TASK PROMPT —
Below is a block of records: output all of them exactly and leave out the pictures.
--*--
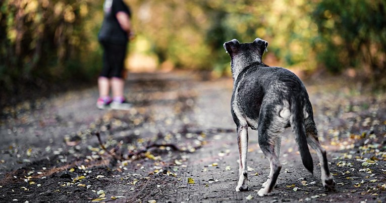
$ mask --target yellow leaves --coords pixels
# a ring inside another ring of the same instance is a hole
[[[103,198],[96,198],[95,199],[93,199],[91,200],[91,202],[97,202],[97,201],[102,201],[102,200],[103,200],[104,199],[106,199],[106,197],[103,197]]]
[[[111,199],[117,199],[119,198],[126,198],[125,196],[112,196]]]
[[[75,183],[78,181],[80,181],[80,180],[82,180],[85,178],[86,178],[86,177],[85,177],[84,176],[78,176],[74,178],[74,179],[72,181],[72,182]]]
[[[341,161],[337,164],[337,166],[340,167],[351,167],[353,166],[353,164],[350,162],[347,162],[345,161]]]
[[[373,179],[373,180],[369,181],[369,182],[370,182],[370,183],[374,183],[374,182],[376,182],[377,181],[378,181],[378,180],[377,180],[377,179]]]

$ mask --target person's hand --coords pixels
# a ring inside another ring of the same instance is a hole
[[[129,38],[129,40],[132,40],[134,39],[135,38],[135,33],[134,31],[130,30],[130,31],[129,32],[129,34],[128,34],[128,37]]]

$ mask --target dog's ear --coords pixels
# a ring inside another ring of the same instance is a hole
[[[237,52],[240,42],[236,39],[233,39],[231,41],[224,43],[224,48],[229,56],[232,57],[234,54]]]
[[[261,54],[263,54],[264,53],[264,51],[267,52],[268,50],[267,50],[267,47],[268,47],[268,42],[262,40],[259,38],[256,38],[256,39],[255,39],[254,41],[253,41],[253,43],[256,44],[257,45],[257,47],[259,47],[259,49],[261,52]]]

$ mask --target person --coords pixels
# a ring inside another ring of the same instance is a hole
[[[103,67],[98,78],[99,109],[127,110],[131,104],[124,96],[123,77],[127,44],[132,35],[131,12],[122,0],[105,0],[104,17],[98,34],[103,49]],[[109,96],[111,88],[113,97]]]

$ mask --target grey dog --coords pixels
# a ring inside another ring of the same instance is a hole
[[[248,127],[257,130],[259,145],[269,161],[268,180],[259,190],[259,196],[271,194],[282,165],[279,161],[281,133],[291,127],[303,164],[311,173],[312,158],[307,143],[316,151],[321,168],[323,185],[335,189],[326,151],[319,142],[312,107],[306,88],[292,72],[269,67],[262,62],[268,42],[259,38],[252,43],[237,39],[226,42],[224,48],[231,59],[234,79],[231,112],[236,124],[240,168],[237,191],[248,190],[247,153]]]

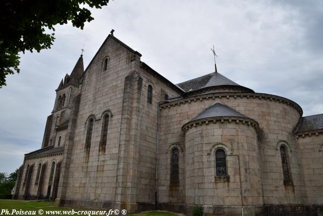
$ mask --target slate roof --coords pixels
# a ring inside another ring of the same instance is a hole
[[[296,133],[323,129],[323,113],[301,118]]]
[[[250,118],[233,109],[217,102],[204,111],[199,114],[196,117],[190,121],[213,117],[239,117],[241,118]]]
[[[46,154],[54,154],[56,153],[63,152],[64,146],[54,147],[53,146],[48,146],[36,151],[25,154],[25,157],[35,157],[36,156],[45,155]]]
[[[207,87],[220,85],[235,85],[245,88],[245,87],[240,85],[219,72],[209,73],[199,77],[181,82],[177,84],[177,85],[186,92]],[[249,90],[253,92],[252,90]]]

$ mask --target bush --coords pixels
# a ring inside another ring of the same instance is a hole
[[[193,210],[193,216],[202,216],[203,211],[202,208],[199,206],[195,206]]]
[[[0,183],[0,194],[11,194],[14,187],[15,187],[15,182],[8,181]]]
--*--
WRITTEN REPLY —
$ mask --target yellow leaves --coords pixels
# a ring inside another ring of the same instance is a hole
[[[103,198],[96,198],[95,199],[93,199],[91,200],[91,202],[97,202],[97,201],[102,201],[102,200],[103,200],[104,199],[106,199],[106,197],[103,197]]]
[[[111,199],[117,199],[119,198],[126,198],[125,196],[112,196]]]
[[[75,183],[78,181],[80,181],[80,180],[82,180],[85,178],[86,178],[86,177],[85,177],[84,176],[78,176],[74,178],[74,179],[72,181],[72,182]]]
[[[341,161],[337,164],[337,166],[340,167],[351,167],[353,166],[353,164],[350,162],[347,162],[345,161]]]
[[[373,179],[373,180],[369,181],[369,182],[370,182],[370,183],[374,183],[374,182],[376,182],[377,181],[378,181],[378,180],[377,180],[377,179]]]

$ mask --target person's hand --coords pixels
# a ring inside another ring of the same instance is a hole
[[[129,38],[129,40],[132,40],[134,39],[135,38],[135,33],[134,31],[130,30],[130,31],[129,32],[129,34],[128,34],[128,37]]]

$ mask --target dog's ear --coords pixels
# a ring inside another ring of the same instance is a hole
[[[237,52],[240,42],[236,39],[233,39],[231,41],[224,43],[224,48],[229,56],[232,57],[234,54]]]
[[[261,54],[263,54],[264,53],[264,51],[267,52],[268,50],[267,50],[267,47],[268,47],[268,42],[262,40],[259,38],[256,38],[256,39],[255,39],[254,41],[253,41],[253,43],[256,44],[257,45],[257,47],[259,47],[259,49],[261,52]]]

$ mask --target person --coords pixels
# a ring inside another ring of the same instance is a hole
[[[103,67],[98,78],[99,109],[127,110],[131,104],[124,96],[123,77],[127,44],[132,35],[131,12],[122,0],[105,0],[104,17],[98,34],[103,49]],[[109,96],[111,88],[113,97]]]

$ mask --target grey dog --coords pixels
# a ring inside another ring of the same instance is a hole
[[[248,127],[257,130],[259,145],[269,161],[268,180],[259,190],[259,196],[271,194],[282,165],[279,161],[281,133],[291,127],[303,164],[311,173],[312,158],[307,143],[316,151],[321,168],[323,185],[335,189],[326,151],[319,142],[312,107],[306,88],[292,72],[269,67],[262,62],[268,42],[259,38],[252,43],[237,39],[226,42],[224,48],[231,59],[234,79],[231,112],[236,124],[240,168],[237,191],[248,190],[247,153]]]

$ mask --target slate roof --coords pixels
# a ring inside another ring of the same instance is a hole
[[[296,133],[323,129],[323,113],[301,118]]]
[[[250,118],[233,109],[217,102],[204,111],[199,114],[196,117],[190,121],[213,117],[239,117],[241,118]]]
[[[46,154],[54,154],[56,153],[63,152],[64,146],[54,147],[53,146],[48,146],[36,151],[25,154],[25,157],[35,157],[36,156],[45,155]]]
[[[207,87],[220,85],[235,85],[245,88],[245,87],[240,85],[219,72],[209,73],[199,77],[181,82],[177,84],[177,85],[186,92]],[[249,90],[253,92],[252,90]]]

$ mask --target bush --coords pixels
# a ring inside another ring of the same instance is a hole
[[[193,210],[193,216],[202,216],[203,211],[202,208],[199,206],[195,206]]]
[[[0,183],[0,194],[11,194],[14,187],[15,187],[15,182],[8,181]]]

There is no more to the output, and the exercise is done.